**Dataset entries**
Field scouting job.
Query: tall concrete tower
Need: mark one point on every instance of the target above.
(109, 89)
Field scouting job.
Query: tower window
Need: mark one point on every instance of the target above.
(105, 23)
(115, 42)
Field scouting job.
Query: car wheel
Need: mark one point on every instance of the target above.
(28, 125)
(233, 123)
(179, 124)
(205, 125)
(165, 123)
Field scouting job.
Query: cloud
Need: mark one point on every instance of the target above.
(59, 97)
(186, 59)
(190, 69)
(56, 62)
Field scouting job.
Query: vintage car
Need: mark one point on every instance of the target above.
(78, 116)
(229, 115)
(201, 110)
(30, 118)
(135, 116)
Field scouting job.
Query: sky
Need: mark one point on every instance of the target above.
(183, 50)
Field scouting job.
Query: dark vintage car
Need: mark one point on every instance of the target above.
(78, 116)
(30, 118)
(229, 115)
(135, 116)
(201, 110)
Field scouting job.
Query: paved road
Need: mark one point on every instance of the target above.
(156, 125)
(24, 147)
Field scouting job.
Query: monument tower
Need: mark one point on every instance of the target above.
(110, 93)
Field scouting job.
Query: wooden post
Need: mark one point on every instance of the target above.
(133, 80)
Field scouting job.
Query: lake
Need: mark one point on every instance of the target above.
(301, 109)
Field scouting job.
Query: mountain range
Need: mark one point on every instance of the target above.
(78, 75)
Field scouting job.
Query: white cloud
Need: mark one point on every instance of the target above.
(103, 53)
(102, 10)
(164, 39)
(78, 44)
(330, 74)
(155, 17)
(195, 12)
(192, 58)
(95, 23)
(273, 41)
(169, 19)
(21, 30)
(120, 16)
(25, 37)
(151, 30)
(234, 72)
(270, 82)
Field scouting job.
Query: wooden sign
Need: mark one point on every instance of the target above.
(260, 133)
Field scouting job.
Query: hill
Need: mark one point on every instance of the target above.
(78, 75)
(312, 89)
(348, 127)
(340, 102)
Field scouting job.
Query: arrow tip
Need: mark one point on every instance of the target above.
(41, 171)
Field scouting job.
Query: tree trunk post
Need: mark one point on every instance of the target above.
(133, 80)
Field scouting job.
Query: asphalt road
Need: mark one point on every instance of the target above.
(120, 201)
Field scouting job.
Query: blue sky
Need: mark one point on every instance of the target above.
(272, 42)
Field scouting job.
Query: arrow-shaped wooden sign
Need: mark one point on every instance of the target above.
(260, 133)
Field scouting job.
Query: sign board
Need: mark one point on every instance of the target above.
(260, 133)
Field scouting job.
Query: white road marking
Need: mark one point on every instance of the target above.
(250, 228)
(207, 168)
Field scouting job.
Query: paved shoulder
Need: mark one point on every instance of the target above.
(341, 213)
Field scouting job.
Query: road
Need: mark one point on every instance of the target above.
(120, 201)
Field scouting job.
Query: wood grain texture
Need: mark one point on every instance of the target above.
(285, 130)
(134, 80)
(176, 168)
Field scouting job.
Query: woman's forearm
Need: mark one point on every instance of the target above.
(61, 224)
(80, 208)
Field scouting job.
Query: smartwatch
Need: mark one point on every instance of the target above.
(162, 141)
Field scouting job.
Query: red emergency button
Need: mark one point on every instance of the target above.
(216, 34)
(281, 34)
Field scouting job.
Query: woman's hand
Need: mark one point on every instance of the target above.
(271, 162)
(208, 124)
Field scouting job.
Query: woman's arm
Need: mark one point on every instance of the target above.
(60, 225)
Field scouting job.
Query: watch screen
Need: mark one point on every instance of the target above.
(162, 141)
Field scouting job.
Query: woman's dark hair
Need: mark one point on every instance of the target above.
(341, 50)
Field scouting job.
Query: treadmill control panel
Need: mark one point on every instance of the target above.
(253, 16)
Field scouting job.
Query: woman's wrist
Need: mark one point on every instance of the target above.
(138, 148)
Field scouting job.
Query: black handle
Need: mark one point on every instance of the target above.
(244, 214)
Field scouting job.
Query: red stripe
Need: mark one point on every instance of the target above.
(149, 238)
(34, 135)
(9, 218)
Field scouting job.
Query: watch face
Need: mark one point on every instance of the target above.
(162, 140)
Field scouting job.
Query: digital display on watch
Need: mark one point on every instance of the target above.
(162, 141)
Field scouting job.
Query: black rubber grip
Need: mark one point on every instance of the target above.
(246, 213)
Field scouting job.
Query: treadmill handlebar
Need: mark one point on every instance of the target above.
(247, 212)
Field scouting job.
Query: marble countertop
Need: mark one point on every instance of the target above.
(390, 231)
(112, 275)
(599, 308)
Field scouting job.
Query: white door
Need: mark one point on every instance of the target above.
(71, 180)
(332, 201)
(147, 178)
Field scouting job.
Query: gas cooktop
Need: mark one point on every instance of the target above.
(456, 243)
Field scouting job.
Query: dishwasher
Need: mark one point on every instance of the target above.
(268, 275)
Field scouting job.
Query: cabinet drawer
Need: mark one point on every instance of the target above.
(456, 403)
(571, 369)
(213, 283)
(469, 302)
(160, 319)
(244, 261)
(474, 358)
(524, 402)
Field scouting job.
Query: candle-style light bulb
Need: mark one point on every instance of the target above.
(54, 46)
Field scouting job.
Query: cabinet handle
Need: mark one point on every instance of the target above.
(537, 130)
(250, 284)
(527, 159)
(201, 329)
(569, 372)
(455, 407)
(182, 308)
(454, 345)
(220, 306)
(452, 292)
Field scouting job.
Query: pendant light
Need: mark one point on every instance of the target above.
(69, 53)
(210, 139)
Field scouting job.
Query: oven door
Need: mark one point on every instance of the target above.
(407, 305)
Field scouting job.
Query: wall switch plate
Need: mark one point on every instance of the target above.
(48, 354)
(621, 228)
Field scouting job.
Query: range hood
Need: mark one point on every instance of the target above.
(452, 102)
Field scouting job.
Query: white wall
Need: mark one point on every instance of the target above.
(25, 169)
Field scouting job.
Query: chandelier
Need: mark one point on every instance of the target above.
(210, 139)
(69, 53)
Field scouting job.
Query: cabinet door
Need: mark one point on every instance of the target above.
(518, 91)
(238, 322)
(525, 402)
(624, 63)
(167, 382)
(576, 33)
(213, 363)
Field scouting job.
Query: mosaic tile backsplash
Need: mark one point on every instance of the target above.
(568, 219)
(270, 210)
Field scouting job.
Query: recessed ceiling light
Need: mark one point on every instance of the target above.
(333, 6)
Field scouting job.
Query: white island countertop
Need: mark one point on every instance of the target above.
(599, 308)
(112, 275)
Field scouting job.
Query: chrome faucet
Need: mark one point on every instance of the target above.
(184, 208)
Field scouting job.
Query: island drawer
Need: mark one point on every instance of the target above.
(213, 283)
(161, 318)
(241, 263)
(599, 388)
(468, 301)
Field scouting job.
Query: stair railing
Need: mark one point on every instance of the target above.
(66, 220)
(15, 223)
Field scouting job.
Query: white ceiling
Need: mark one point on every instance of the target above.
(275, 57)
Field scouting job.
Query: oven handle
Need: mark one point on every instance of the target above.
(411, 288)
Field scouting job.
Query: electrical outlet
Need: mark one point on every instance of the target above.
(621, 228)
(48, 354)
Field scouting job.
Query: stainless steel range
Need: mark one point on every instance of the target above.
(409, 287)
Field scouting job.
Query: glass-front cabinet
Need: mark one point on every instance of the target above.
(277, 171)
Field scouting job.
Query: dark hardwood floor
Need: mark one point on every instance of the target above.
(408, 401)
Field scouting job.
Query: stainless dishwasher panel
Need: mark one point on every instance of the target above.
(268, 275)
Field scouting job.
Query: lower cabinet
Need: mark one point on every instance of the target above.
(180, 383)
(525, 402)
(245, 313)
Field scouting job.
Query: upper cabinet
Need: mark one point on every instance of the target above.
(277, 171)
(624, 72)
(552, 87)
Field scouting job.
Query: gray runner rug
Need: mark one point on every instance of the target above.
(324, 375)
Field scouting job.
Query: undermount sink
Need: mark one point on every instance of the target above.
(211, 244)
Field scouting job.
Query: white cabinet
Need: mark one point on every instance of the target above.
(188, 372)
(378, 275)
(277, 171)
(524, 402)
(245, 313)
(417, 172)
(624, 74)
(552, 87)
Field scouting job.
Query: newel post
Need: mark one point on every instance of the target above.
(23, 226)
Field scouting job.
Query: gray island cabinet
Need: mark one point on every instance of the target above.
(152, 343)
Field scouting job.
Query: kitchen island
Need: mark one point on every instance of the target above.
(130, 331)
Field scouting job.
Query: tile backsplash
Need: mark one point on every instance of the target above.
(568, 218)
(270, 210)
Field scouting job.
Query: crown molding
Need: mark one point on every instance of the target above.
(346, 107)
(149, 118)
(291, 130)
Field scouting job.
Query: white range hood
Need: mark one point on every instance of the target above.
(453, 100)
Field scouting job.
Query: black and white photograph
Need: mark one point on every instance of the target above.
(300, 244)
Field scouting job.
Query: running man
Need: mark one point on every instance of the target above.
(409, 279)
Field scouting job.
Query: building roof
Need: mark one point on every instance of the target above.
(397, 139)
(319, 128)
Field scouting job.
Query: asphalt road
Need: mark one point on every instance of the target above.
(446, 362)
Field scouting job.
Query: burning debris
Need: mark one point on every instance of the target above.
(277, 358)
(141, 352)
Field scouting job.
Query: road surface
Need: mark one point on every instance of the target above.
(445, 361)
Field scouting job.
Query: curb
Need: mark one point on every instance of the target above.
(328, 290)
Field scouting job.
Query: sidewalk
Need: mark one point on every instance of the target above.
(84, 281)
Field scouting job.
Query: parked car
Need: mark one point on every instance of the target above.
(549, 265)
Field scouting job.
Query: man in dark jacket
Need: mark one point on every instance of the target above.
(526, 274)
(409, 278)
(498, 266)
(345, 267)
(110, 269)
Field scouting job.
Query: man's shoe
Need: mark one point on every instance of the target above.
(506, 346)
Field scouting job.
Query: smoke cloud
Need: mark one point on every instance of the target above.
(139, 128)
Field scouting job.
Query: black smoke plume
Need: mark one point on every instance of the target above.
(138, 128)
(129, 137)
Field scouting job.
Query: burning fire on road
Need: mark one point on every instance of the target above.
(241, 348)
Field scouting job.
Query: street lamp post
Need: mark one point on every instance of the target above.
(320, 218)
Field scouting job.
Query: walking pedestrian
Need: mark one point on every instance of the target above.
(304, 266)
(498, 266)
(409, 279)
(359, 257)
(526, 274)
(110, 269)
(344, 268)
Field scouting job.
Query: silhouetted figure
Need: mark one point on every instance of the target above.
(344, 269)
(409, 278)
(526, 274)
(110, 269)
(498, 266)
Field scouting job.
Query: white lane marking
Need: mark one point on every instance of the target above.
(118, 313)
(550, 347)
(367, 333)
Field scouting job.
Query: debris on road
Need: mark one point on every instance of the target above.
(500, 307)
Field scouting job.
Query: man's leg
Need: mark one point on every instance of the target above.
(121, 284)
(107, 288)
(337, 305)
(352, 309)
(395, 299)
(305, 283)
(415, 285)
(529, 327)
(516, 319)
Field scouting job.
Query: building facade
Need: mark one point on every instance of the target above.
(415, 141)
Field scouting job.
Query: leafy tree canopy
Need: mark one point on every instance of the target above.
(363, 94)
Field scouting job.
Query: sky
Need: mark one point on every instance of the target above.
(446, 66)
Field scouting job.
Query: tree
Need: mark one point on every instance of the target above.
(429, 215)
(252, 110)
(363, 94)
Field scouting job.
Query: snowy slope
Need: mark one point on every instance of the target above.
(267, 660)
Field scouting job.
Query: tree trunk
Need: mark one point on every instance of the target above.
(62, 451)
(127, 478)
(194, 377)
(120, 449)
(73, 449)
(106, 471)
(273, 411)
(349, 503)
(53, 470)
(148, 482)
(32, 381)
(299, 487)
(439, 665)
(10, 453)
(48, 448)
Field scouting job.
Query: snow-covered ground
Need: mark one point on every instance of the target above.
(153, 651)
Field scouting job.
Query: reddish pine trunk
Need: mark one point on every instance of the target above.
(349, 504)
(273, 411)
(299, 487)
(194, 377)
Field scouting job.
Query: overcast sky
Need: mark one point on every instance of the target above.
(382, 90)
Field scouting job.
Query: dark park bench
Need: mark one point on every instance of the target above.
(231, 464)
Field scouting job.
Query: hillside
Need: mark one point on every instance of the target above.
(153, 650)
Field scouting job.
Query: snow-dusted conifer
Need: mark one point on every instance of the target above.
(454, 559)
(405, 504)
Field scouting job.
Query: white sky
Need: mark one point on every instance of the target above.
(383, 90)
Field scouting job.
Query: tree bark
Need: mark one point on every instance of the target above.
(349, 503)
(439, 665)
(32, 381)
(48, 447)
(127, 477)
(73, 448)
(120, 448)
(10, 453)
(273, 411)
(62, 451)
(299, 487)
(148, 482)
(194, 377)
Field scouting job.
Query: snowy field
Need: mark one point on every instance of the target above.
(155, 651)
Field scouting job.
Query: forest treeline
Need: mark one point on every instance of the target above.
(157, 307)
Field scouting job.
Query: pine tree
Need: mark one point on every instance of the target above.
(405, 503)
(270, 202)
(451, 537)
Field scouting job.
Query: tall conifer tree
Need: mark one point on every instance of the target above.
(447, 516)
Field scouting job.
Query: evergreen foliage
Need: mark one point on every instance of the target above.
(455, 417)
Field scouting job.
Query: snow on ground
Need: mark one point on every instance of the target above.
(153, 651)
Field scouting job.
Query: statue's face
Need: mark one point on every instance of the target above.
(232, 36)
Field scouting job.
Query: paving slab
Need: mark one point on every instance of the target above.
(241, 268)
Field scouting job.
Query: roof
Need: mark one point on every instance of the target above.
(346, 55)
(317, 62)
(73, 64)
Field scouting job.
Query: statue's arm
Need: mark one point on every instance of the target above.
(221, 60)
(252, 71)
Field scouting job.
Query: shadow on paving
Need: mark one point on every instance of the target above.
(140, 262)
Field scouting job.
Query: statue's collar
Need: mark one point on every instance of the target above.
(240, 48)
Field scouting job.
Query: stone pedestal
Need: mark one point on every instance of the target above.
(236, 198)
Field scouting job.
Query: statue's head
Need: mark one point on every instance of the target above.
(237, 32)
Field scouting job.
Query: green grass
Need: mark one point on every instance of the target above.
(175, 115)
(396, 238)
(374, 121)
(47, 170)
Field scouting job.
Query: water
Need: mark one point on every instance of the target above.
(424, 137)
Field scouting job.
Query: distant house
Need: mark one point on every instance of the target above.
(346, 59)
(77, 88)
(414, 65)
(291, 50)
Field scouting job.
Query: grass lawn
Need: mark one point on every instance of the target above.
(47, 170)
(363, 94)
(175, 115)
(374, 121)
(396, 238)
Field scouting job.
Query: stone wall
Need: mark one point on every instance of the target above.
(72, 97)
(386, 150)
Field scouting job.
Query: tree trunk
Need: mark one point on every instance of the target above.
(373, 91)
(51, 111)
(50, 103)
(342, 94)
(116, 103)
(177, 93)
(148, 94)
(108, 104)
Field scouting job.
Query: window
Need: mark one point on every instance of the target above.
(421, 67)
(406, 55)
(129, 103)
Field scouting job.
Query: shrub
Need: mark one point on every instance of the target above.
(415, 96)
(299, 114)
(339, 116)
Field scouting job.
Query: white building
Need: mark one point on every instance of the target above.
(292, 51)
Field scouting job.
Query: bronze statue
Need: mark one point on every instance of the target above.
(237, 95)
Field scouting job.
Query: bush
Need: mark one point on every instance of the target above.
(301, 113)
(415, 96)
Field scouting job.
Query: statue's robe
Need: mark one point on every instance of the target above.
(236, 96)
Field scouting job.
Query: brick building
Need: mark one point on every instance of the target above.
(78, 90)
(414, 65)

**Your goal**
Within the entries, find each line holding the string "light". Reply with how many there are, as a number alone.

**Written solution**
3